_WORKING DATA_
::::::
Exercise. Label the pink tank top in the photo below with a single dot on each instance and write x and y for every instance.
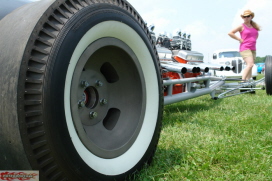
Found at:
(249, 35)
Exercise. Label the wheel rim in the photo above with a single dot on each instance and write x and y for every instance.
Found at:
(135, 150)
(105, 77)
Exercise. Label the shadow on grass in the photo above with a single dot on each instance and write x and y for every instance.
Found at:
(173, 163)
(184, 111)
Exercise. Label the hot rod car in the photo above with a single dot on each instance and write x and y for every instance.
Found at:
(83, 88)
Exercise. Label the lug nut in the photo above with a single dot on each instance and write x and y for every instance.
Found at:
(103, 101)
(93, 115)
(99, 83)
(81, 104)
(84, 84)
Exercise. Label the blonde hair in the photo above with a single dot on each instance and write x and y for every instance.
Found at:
(255, 25)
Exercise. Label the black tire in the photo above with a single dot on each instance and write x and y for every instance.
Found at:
(81, 90)
(268, 75)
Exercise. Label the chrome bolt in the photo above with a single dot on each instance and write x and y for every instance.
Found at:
(99, 83)
(93, 115)
(103, 101)
(84, 84)
(81, 104)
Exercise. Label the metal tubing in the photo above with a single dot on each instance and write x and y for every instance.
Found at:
(187, 80)
(170, 99)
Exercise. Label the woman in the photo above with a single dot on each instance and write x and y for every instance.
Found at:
(249, 34)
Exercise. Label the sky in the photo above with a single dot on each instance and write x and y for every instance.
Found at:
(208, 22)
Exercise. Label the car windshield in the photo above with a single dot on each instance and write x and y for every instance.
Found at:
(229, 54)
::::::
The result should be an exact copy of every entry above, with no pictures included.

_RESPONSE BOX_
Exercise. Label the pink tank top in the photo below with a single dot on each instance and write x and y for every instance.
Found at:
(249, 35)
Exercise. Label the wheel rim in the photo above with a single dot on each instance and write x and y for every instance.
Found at:
(135, 150)
(105, 77)
Exercise. Label the shadow on grass in the photo above with a single dot on each instance and write x and y for every instance.
Found at:
(173, 163)
(184, 111)
Exercise. Label the hot rod car in the photo above with a single dot on each instance and write x and y for every instance.
Found at:
(83, 88)
Exercise. Label the lug nut in the photo above with a single dot on each instance and write x and y for every instance.
Found at:
(103, 101)
(93, 115)
(99, 83)
(81, 104)
(84, 84)
Exercise. Label the blonde hair in the photo above with a single dot on each instance and write x and y for every instance.
Found at:
(255, 25)
Exercise. Label the black tire in the photo above with a single dot on each instance and write x and y for every instance.
Found at:
(81, 90)
(268, 75)
Exercise. Label the chrome bolt in the photo above with a single dot on each instance and write x and y for every instance.
Found at:
(99, 83)
(93, 115)
(103, 101)
(84, 84)
(81, 104)
Exercise. Label the metal tubing in the photo above with a single dot on each instance and write x and y for every instance.
Found at:
(187, 80)
(170, 99)
Exercise. Label the woman in the photo above with a single dot on each instance and write x and y for every instance.
Found at:
(249, 34)
Exercise. Label the sky in the photo above with a single dot on each instance and write x and y for every instance.
Found at:
(208, 22)
Exercise. Label the car windshield in the photo above with a single dot on each instance and write x and y for every instance.
Found at:
(229, 54)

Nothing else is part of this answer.